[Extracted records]
┌──

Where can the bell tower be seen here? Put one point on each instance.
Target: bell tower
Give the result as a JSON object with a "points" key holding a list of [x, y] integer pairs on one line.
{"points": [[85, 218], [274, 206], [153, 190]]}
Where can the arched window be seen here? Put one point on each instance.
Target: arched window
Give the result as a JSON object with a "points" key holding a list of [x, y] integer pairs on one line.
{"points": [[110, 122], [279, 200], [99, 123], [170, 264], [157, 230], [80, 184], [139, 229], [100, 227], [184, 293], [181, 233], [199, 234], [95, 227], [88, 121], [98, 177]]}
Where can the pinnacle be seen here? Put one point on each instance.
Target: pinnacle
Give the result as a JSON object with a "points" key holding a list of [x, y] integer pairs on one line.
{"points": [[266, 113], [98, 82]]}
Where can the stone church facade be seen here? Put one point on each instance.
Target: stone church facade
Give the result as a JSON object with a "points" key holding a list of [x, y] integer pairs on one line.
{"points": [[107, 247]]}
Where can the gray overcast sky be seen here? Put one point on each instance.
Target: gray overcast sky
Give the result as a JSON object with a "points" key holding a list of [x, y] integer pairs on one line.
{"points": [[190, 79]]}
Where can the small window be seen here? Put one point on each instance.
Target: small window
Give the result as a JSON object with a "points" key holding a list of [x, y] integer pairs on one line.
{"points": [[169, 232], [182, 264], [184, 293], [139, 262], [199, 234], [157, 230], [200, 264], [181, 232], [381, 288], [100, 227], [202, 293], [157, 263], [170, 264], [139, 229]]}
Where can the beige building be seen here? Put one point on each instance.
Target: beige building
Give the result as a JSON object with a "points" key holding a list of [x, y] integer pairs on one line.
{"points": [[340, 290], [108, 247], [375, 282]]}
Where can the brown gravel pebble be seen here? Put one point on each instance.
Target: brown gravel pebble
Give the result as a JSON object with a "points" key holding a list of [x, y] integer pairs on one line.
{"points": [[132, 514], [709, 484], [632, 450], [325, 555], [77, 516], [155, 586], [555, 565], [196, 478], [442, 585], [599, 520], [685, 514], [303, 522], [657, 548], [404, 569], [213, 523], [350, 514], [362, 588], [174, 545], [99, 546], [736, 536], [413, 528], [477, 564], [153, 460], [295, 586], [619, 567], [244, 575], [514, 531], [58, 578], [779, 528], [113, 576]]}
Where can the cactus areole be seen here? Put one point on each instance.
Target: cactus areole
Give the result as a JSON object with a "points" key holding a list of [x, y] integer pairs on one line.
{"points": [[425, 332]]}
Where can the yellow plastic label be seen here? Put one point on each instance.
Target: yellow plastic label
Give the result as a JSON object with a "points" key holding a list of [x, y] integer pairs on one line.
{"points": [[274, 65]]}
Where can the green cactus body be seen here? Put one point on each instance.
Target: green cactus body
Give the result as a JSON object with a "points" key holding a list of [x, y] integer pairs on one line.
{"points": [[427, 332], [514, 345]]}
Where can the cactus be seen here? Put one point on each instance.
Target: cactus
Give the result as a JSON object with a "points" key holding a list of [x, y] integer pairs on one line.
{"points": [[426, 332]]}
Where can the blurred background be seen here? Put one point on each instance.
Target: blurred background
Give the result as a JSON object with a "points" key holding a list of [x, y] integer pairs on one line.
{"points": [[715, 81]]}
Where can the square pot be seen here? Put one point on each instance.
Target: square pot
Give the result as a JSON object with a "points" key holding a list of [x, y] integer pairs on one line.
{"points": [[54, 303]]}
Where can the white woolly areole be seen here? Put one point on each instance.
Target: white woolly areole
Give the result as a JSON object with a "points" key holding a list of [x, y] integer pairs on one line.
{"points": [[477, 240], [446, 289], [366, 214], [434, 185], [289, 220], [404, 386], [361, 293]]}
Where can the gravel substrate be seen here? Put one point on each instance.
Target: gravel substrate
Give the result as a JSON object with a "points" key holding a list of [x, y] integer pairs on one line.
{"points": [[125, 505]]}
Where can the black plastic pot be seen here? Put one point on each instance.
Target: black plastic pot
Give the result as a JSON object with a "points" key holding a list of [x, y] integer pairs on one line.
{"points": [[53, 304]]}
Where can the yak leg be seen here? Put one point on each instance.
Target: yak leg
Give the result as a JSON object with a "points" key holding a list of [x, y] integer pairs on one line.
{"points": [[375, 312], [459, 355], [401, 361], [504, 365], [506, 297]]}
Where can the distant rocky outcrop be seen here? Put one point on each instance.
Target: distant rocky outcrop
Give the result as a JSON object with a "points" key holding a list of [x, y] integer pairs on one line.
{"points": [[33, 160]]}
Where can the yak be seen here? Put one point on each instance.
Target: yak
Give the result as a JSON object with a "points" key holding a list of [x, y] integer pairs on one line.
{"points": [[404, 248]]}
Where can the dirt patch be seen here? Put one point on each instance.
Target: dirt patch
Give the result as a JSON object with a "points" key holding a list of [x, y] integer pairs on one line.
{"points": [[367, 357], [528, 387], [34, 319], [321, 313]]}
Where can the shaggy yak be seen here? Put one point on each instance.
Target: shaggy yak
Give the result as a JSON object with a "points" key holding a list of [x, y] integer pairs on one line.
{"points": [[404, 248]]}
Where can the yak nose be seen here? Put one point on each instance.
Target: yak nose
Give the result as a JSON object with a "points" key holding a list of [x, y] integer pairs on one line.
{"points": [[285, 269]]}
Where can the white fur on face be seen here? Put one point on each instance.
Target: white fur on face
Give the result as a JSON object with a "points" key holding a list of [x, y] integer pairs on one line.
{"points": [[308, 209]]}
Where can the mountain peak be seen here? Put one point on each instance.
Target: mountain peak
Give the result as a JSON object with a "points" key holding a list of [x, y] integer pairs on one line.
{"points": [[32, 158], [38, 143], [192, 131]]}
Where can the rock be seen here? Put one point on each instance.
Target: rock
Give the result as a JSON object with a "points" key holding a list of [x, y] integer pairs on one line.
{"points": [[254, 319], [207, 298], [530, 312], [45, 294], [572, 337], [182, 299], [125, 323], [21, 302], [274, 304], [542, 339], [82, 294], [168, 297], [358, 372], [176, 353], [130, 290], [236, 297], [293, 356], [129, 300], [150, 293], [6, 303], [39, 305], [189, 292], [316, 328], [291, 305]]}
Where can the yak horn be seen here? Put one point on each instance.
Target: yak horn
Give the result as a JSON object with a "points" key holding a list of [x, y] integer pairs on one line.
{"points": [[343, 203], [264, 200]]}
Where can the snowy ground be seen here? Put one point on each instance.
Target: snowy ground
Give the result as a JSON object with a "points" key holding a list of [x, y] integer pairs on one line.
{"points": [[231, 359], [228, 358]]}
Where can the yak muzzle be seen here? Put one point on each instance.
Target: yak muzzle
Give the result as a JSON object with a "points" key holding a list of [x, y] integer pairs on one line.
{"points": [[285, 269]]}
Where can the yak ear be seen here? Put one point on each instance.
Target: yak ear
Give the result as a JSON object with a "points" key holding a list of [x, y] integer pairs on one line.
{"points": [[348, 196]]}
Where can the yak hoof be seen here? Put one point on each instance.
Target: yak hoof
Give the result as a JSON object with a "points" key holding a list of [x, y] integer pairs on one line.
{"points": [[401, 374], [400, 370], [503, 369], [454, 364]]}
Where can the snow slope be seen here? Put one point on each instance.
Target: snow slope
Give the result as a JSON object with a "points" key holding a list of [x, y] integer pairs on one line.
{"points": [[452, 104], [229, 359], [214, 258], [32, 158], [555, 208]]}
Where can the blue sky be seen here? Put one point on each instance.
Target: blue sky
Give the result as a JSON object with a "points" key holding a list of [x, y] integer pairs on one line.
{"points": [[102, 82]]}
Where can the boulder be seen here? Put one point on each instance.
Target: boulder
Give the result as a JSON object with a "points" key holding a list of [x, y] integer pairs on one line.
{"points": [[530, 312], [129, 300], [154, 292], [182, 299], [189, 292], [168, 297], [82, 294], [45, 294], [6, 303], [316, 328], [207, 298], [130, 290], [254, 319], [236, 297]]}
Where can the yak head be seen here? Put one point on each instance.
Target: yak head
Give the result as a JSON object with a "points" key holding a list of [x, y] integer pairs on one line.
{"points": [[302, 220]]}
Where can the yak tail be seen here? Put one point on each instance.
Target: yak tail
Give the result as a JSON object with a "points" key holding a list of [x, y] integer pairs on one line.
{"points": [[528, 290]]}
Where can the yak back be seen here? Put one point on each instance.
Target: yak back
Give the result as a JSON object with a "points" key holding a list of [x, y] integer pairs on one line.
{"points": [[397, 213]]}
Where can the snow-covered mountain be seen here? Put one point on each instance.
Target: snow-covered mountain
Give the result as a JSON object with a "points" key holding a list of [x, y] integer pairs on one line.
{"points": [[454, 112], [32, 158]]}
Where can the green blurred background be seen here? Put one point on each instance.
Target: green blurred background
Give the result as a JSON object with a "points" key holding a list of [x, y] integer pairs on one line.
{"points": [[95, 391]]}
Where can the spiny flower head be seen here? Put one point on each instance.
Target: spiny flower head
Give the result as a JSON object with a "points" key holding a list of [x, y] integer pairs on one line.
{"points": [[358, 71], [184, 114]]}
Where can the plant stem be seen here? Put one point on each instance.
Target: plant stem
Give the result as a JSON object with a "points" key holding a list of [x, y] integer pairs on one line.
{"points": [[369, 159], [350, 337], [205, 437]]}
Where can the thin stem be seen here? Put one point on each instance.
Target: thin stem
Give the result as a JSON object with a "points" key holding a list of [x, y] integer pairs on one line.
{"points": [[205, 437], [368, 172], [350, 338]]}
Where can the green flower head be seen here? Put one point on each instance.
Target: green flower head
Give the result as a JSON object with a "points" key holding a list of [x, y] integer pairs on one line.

└──

> _Exercise objective_:
Every line from the one containing "Where can the spiny" through the end of the entries above must be echoed exactly, with both ends kept.

> _Solution for this problem_:
Where can the spiny flower head be seen here? Put one point on each instance.
Target: spiny flower head
Give the result as a JSON object with a "points" key holding a list of [x, y] integer pairs on one line.
{"points": [[358, 71], [184, 114]]}
Where can the plant stem be seen here? Put one point on each instance.
Target: plant stem
Give the result as a JSON object with a "points" key holding a list of [x, y] integer pairs on one line.
{"points": [[369, 159], [350, 337], [205, 437]]}
Where can the thin stem be seen here? Put one point on each instance.
Target: thin stem
Give the result as a JSON object with a "points" key holding a list of [x, y] integer pairs on one line.
{"points": [[205, 437], [368, 172], [350, 338]]}
Where can the green flower head be seen here? Put one point on each instance.
Target: green flower head
Give the result as a JSON object with a "points" key holding a list of [x, y] integer pairs on one line.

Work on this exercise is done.